Input data:
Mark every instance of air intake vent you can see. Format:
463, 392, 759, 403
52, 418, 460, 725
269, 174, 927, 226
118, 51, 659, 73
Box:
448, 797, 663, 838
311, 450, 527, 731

Problem statement:
Write out every line of the records above verbatim, keeping their original order.

Final result:
Mark every instance of air intake vent you can see. Format:
463, 392, 759, 403
52, 418, 460, 725
269, 174, 927, 226
118, 51, 659, 73
Box:
448, 797, 663, 838
311, 450, 527, 731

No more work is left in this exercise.